=== LISTED ENTRIES ===
——

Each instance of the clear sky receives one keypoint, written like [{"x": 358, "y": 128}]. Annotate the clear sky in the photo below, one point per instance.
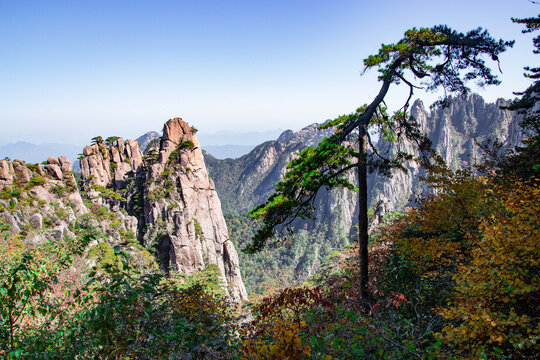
[{"x": 71, "y": 70}]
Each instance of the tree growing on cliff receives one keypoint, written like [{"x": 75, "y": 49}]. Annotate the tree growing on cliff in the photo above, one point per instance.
[{"x": 436, "y": 58}]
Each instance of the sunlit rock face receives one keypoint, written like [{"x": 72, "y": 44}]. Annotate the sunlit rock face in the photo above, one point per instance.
[
  {"x": 247, "y": 181},
  {"x": 171, "y": 200}
]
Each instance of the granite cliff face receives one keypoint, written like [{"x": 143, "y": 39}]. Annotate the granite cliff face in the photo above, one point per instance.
[
  {"x": 169, "y": 197},
  {"x": 249, "y": 180},
  {"x": 453, "y": 131},
  {"x": 39, "y": 202}
]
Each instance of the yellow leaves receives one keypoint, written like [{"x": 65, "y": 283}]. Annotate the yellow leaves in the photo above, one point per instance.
[
  {"x": 501, "y": 276},
  {"x": 279, "y": 340}
]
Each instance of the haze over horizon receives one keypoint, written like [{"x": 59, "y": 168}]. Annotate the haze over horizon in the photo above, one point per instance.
[{"x": 71, "y": 71}]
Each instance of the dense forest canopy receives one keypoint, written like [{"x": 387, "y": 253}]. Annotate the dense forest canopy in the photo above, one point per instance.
[{"x": 455, "y": 277}]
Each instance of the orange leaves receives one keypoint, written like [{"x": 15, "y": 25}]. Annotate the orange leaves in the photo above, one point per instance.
[{"x": 498, "y": 291}]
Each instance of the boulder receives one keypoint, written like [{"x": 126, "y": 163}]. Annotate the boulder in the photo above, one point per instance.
[{"x": 65, "y": 164}]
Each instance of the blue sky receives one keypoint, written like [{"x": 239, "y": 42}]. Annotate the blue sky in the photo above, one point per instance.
[{"x": 71, "y": 70}]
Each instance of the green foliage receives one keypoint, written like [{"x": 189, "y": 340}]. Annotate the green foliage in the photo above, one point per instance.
[
  {"x": 97, "y": 140},
  {"x": 324, "y": 166},
  {"x": 108, "y": 193},
  {"x": 112, "y": 140},
  {"x": 36, "y": 180}
]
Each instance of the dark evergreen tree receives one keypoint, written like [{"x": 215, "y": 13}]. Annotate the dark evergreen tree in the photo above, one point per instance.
[{"x": 436, "y": 58}]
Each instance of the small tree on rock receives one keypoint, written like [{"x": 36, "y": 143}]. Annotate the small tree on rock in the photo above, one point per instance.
[{"x": 436, "y": 58}]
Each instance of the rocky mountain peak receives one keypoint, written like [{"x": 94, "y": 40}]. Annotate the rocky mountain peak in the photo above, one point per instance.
[{"x": 174, "y": 202}]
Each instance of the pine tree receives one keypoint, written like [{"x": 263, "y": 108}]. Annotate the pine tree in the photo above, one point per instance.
[{"x": 436, "y": 58}]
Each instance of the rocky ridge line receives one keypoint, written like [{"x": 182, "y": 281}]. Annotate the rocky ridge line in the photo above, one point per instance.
[{"x": 173, "y": 200}]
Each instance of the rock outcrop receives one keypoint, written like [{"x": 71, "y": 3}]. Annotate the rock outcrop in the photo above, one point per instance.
[
  {"x": 454, "y": 132},
  {"x": 169, "y": 193},
  {"x": 39, "y": 203},
  {"x": 246, "y": 182}
]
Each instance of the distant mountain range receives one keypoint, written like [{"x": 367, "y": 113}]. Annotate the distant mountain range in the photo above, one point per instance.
[
  {"x": 32, "y": 153},
  {"x": 222, "y": 145}
]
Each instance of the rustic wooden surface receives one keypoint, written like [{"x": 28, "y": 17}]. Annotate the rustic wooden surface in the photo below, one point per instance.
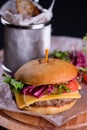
[{"x": 15, "y": 121}]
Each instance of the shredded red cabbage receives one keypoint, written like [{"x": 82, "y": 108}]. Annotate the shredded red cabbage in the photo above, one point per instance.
[
  {"x": 37, "y": 91},
  {"x": 78, "y": 58}
]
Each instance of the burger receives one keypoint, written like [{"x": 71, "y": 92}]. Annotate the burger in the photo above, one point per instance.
[{"x": 47, "y": 87}]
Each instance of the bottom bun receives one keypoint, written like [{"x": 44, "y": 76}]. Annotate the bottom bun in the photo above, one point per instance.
[{"x": 51, "y": 110}]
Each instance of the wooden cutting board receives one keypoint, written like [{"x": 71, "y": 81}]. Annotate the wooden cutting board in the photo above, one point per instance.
[{"x": 15, "y": 121}]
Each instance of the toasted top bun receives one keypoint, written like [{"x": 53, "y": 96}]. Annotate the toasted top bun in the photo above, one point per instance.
[{"x": 39, "y": 72}]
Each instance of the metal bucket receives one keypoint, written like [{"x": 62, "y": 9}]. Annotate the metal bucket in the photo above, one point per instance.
[{"x": 22, "y": 44}]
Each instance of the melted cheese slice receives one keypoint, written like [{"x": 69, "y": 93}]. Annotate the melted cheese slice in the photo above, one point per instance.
[{"x": 31, "y": 99}]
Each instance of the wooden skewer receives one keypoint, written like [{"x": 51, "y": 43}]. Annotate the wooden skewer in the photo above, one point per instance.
[{"x": 46, "y": 54}]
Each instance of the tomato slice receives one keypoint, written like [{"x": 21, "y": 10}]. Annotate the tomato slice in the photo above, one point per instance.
[{"x": 72, "y": 85}]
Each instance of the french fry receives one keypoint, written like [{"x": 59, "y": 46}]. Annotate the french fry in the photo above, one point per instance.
[{"x": 26, "y": 7}]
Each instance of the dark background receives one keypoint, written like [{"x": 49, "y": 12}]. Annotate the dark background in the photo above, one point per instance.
[{"x": 69, "y": 18}]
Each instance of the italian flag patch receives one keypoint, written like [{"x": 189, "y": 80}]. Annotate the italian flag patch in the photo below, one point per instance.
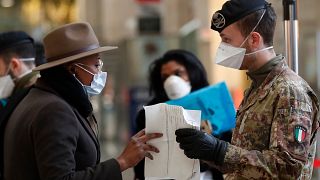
[{"x": 300, "y": 134}]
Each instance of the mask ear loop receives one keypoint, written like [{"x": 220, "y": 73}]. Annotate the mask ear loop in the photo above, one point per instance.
[
  {"x": 253, "y": 28},
  {"x": 85, "y": 69}
]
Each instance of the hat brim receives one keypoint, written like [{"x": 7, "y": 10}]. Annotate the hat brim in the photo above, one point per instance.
[{"x": 74, "y": 57}]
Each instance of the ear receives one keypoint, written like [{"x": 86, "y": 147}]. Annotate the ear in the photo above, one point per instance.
[
  {"x": 16, "y": 66},
  {"x": 255, "y": 40}
]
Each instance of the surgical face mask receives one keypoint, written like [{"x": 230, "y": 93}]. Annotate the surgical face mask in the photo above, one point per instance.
[
  {"x": 232, "y": 57},
  {"x": 97, "y": 84},
  {"x": 176, "y": 87},
  {"x": 6, "y": 86}
]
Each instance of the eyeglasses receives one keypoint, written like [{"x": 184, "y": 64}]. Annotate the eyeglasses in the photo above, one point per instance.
[{"x": 99, "y": 65}]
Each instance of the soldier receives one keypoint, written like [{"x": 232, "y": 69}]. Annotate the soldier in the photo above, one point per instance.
[{"x": 277, "y": 121}]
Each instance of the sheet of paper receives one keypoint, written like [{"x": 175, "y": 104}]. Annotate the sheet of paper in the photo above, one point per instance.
[{"x": 171, "y": 162}]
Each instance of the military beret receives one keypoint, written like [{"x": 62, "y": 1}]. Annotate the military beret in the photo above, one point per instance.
[
  {"x": 234, "y": 10},
  {"x": 13, "y": 38}
]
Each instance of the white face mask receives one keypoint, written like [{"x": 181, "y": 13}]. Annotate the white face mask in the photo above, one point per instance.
[
  {"x": 232, "y": 57},
  {"x": 6, "y": 86},
  {"x": 176, "y": 87},
  {"x": 97, "y": 84}
]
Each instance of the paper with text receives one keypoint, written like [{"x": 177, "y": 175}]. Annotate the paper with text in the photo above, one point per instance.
[{"x": 171, "y": 162}]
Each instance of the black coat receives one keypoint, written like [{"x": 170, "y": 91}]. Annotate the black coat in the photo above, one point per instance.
[{"x": 47, "y": 138}]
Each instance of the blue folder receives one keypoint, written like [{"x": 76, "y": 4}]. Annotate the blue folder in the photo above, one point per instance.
[{"x": 215, "y": 103}]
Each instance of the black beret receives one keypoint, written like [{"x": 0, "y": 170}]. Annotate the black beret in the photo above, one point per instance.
[
  {"x": 13, "y": 38},
  {"x": 234, "y": 10}
]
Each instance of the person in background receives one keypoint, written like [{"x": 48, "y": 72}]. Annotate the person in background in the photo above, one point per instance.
[
  {"x": 17, "y": 58},
  {"x": 52, "y": 133},
  {"x": 172, "y": 76},
  {"x": 278, "y": 119}
]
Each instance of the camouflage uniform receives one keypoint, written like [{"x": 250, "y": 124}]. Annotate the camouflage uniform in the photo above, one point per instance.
[{"x": 264, "y": 144}]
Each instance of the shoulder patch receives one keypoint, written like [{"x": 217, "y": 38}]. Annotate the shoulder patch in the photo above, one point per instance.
[{"x": 300, "y": 133}]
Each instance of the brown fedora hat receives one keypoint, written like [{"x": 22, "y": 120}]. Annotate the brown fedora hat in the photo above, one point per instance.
[{"x": 70, "y": 42}]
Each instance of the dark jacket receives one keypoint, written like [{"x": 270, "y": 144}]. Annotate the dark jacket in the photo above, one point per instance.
[{"x": 48, "y": 138}]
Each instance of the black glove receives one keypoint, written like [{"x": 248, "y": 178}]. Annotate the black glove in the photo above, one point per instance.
[{"x": 200, "y": 145}]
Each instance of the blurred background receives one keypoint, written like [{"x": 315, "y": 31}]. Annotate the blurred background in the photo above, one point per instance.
[{"x": 143, "y": 30}]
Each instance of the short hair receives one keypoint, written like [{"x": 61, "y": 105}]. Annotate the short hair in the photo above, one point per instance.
[
  {"x": 265, "y": 28},
  {"x": 25, "y": 50},
  {"x": 196, "y": 72}
]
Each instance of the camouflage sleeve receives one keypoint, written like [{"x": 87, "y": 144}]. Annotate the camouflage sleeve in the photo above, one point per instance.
[{"x": 292, "y": 131}]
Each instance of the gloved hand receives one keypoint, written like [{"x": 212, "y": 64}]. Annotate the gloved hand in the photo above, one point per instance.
[{"x": 200, "y": 145}]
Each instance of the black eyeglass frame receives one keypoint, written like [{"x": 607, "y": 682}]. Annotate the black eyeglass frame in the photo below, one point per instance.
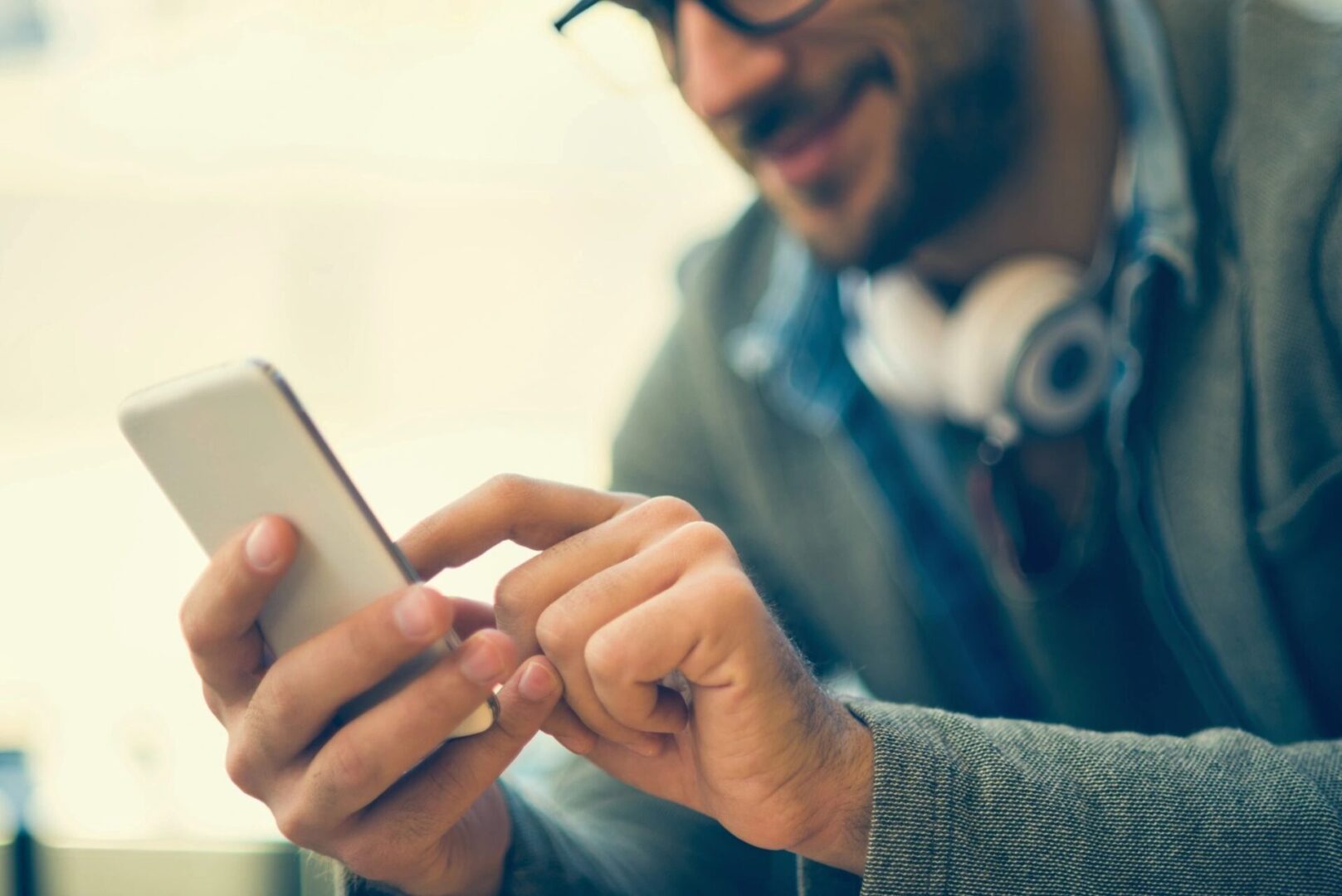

——

=== YOUR TASK ===
Please show every line of the data above that contains the word "camouflage", matching case exactly.

=== WRITTEN RESPONSE ===
Each instance of the camouflage uniform receives one keypoint, written like [{"x": 250, "y": 124}]. Annotate the camouflage uniform in the photo above, one point per instance.
Each instance of the camouflage sleeve receives one keypoint, written like [{"x": 87, "y": 144}]. Annotate the camouflage sleeve in the photo above, one point per instance.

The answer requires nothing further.